*Written request:*
Can you update everything from "Batch job #47 — class: cabinet" down to "304;303;390;404" by replacing "cabinet drawer" with "vanity drawer" and leaving every other part of those lines unchanged?

☆ ☆ ☆ ☆

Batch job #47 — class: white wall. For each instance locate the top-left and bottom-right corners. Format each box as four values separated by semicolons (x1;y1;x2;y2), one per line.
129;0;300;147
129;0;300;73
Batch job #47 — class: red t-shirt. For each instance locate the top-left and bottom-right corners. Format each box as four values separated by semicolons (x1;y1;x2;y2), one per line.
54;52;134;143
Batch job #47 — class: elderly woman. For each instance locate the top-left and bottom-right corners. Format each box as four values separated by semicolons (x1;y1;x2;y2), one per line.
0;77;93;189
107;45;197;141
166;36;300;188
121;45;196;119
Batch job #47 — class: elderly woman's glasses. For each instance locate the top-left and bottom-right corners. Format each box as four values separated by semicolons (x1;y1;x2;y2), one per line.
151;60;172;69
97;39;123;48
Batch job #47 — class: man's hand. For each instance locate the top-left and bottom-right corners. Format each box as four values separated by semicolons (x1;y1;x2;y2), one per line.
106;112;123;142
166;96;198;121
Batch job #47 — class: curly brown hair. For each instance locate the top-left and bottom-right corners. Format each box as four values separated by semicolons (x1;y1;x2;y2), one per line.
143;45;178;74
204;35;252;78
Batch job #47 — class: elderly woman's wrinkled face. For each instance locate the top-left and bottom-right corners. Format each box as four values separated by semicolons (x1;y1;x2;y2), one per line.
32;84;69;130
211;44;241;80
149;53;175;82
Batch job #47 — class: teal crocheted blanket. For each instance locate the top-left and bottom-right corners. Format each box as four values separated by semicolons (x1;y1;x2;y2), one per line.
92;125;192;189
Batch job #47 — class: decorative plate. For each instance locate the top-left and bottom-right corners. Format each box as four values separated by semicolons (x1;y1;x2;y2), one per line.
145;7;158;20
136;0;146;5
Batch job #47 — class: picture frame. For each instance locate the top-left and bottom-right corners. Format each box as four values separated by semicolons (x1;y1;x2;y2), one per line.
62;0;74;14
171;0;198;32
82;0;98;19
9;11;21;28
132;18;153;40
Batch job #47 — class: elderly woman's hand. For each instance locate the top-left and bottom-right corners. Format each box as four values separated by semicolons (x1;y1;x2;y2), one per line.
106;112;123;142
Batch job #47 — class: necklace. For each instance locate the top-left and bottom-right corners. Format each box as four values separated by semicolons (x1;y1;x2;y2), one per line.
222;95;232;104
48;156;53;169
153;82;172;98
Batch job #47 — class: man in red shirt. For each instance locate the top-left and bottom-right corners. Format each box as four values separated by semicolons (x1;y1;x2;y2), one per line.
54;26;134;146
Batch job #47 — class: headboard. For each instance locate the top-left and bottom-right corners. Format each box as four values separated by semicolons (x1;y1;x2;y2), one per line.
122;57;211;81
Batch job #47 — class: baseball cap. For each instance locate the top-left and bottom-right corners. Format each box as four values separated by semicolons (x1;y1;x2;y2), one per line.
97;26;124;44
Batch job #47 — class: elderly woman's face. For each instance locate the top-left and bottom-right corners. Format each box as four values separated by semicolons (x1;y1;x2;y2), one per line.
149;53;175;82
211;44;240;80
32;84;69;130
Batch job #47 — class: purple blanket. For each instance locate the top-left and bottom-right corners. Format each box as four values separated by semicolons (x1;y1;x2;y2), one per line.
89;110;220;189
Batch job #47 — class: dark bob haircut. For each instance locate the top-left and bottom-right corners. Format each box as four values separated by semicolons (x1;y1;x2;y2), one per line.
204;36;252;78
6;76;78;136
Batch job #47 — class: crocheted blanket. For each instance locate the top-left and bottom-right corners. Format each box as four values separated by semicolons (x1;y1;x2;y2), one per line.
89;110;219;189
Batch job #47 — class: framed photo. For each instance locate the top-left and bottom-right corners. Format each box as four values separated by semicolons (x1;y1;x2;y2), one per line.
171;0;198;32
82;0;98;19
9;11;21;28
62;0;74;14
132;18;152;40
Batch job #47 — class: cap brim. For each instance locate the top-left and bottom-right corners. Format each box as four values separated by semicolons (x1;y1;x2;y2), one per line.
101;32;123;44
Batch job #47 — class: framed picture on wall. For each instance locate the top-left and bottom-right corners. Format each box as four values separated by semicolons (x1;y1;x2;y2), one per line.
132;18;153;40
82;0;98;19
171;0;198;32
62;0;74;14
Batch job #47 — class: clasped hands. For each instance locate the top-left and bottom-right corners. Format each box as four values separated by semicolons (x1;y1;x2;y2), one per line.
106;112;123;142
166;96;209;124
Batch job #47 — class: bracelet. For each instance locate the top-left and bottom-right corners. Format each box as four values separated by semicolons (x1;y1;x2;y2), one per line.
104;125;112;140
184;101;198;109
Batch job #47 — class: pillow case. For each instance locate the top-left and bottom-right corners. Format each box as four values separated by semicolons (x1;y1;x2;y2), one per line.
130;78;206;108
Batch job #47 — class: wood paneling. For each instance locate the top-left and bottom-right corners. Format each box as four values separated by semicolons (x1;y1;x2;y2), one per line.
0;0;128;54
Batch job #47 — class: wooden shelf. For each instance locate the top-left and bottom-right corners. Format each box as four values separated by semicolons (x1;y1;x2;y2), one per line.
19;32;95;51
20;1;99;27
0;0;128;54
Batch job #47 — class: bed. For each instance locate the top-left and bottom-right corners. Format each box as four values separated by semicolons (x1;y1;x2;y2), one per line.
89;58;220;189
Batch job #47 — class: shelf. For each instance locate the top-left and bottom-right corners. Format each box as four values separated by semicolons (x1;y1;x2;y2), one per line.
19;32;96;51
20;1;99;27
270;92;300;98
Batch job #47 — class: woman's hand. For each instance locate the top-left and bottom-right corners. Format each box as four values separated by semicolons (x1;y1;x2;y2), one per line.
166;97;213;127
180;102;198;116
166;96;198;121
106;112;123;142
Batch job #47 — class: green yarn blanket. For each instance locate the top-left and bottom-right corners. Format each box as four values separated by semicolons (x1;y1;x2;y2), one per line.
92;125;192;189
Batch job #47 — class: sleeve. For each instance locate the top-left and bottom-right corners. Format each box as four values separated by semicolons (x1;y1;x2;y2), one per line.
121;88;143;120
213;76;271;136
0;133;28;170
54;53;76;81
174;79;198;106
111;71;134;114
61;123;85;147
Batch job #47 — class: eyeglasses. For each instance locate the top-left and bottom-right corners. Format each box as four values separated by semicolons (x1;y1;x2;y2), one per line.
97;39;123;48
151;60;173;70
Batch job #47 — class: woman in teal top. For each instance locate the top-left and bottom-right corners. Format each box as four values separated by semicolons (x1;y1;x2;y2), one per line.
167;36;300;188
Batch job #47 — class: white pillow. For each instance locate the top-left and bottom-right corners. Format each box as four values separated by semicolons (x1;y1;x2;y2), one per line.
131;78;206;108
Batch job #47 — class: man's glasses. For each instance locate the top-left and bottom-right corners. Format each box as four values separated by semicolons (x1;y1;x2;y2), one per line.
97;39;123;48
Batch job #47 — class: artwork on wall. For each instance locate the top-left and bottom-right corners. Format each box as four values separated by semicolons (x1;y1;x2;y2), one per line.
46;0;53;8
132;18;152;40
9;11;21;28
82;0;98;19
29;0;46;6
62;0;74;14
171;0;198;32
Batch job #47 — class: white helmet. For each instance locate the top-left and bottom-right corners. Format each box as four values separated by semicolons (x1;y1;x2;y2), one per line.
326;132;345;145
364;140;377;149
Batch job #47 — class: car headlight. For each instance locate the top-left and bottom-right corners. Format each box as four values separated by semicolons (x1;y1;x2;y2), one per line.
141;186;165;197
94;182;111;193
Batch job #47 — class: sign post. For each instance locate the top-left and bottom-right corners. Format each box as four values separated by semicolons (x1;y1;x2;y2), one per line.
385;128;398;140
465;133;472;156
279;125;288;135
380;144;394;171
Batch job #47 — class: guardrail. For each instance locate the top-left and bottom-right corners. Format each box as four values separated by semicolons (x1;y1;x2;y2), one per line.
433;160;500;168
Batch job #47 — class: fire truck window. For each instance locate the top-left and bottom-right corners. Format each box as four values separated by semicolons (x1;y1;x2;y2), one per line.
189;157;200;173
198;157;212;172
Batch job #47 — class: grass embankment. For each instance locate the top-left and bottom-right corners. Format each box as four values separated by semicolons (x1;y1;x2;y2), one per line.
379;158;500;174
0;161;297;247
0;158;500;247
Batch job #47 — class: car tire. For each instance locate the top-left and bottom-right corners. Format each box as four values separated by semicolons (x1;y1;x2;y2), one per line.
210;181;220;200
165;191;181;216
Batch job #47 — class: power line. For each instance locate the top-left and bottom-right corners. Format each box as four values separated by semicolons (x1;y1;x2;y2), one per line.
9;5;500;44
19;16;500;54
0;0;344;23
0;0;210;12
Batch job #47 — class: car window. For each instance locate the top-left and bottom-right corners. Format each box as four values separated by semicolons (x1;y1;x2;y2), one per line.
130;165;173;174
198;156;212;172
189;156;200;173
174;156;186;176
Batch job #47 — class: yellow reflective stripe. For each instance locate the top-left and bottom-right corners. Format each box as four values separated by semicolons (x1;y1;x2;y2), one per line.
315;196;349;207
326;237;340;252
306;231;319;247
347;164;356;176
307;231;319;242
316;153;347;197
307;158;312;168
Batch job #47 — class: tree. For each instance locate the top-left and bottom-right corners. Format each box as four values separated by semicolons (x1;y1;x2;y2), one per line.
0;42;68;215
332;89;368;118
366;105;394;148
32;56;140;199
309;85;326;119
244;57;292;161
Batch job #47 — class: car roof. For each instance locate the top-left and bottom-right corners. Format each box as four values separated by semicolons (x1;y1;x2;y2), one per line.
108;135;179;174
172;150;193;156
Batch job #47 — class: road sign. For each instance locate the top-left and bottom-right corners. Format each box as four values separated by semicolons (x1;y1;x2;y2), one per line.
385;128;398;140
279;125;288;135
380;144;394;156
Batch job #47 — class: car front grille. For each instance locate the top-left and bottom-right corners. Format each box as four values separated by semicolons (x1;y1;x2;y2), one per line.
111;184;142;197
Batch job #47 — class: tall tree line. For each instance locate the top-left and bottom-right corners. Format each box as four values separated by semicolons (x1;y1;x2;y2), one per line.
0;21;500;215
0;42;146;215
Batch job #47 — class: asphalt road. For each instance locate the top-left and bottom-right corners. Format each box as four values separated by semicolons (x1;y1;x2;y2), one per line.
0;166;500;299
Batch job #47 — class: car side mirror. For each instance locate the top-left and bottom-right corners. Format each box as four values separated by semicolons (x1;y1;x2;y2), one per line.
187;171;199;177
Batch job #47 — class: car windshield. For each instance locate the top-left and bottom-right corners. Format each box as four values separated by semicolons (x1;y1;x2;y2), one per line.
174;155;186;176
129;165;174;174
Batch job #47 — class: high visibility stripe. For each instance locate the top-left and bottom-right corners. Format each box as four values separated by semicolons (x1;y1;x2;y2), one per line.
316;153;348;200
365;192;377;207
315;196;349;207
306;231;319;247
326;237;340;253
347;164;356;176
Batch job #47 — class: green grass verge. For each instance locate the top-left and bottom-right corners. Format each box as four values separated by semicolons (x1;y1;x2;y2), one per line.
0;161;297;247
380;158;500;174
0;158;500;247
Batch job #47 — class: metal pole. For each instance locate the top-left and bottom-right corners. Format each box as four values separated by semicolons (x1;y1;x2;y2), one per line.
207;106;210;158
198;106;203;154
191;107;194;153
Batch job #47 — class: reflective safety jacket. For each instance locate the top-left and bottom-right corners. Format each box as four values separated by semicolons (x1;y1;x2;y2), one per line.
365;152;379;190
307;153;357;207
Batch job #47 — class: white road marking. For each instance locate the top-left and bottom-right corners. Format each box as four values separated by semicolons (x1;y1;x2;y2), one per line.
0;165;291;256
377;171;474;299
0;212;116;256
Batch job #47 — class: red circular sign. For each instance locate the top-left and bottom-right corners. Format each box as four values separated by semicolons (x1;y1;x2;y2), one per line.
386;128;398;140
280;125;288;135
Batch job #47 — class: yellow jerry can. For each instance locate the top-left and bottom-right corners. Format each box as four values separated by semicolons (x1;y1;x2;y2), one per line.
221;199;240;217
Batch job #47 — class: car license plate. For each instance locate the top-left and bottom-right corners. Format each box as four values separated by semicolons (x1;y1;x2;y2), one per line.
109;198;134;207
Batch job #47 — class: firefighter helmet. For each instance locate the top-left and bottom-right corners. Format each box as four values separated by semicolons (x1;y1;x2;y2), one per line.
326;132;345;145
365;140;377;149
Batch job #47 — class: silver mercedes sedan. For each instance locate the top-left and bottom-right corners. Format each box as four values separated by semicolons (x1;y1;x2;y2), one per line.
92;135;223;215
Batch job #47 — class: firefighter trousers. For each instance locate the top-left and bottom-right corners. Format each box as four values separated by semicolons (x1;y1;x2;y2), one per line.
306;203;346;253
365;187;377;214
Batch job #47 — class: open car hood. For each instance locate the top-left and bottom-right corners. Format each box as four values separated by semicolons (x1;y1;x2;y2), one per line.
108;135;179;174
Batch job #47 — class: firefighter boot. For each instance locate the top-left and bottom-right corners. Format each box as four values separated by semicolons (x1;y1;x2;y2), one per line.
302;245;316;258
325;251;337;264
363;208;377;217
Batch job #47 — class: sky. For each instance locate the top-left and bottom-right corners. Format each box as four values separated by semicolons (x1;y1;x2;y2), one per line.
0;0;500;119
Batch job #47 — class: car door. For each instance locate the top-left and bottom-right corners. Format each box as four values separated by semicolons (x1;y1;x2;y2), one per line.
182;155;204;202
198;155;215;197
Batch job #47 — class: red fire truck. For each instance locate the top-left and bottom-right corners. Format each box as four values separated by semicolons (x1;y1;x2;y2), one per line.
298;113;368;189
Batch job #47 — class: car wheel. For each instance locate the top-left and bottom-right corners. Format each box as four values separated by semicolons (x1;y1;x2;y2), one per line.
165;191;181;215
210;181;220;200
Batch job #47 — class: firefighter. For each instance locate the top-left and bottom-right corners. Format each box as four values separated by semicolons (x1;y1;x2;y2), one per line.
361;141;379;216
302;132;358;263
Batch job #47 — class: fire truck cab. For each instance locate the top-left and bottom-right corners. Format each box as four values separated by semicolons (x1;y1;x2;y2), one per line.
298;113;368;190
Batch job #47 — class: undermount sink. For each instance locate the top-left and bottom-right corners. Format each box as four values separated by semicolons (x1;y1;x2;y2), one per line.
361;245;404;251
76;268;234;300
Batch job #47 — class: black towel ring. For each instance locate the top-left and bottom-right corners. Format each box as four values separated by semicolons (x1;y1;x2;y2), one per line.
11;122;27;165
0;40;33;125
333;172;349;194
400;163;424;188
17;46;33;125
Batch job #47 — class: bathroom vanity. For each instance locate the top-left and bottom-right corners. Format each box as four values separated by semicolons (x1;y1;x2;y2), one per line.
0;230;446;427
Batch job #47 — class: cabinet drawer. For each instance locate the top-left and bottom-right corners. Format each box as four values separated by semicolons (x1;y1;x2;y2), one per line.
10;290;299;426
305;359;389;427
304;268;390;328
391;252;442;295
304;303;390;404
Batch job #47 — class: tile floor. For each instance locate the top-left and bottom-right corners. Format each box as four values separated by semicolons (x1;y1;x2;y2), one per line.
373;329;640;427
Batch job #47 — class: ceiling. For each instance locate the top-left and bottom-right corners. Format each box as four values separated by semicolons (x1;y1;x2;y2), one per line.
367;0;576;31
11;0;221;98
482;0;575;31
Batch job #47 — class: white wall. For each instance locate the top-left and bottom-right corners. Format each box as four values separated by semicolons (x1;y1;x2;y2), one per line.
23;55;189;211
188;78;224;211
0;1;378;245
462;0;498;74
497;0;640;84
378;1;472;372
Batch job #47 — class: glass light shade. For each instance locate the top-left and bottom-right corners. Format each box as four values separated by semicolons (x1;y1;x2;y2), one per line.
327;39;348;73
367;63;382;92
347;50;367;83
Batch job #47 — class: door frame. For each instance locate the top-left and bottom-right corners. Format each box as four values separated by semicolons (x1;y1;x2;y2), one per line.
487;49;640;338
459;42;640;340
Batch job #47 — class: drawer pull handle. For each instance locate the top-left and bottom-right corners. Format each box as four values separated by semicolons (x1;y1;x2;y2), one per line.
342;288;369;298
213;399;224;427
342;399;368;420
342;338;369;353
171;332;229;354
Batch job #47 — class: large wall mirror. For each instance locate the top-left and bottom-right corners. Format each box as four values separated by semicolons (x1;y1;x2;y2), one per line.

☆ ☆ ☆ ☆

*Result of this exercise:*
Batch job #47 — class: vanity drawer. For each instance locate the top-left and bottom-right corners. Format each box as four values separated by semicolons (x1;y1;x2;y2), one per line.
10;290;299;426
305;359;389;427
304;268;390;328
391;252;442;295
304;303;390;404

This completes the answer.